• REQUIREMENTS: Rewrite the lines below, changing "buzzard" to "hawk" and leaving everything else exactly the same. Leave out the pictures.

:::

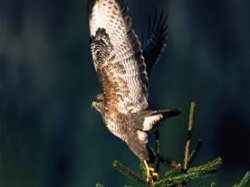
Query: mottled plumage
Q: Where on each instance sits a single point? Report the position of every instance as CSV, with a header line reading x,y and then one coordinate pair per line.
x,y
121,69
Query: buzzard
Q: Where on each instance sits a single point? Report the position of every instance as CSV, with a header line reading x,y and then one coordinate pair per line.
x,y
123,67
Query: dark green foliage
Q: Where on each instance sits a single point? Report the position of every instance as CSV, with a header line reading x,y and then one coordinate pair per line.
x,y
178,174
244,180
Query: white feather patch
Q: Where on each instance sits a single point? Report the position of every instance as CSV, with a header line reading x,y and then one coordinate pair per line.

:::

• EXERCISE ANSWER:
Query: mottled plumage
Q: Where on each instance sits a single point? Report the position of every instance as CSV, with a header line reading x,y and then one coordinate pair per line.
x,y
121,69
Query: hawk
Q: Where on each instance sits a single point? Report the position of every instance as CSV, with a header line reading x,y and then one coordinate pair per line.
x,y
123,67
Query: dark green foliage
Q: Where on each instance sits a single point? Report the position of every instance as CSV, with a header line reading x,y and then one coordinate pair per line.
x,y
178,174
244,180
Query: white feather patch
Q: Where on each instance sits a single point? Report the position of every instance as CSV, with a header line reading x,y and then one coordinate pair per line.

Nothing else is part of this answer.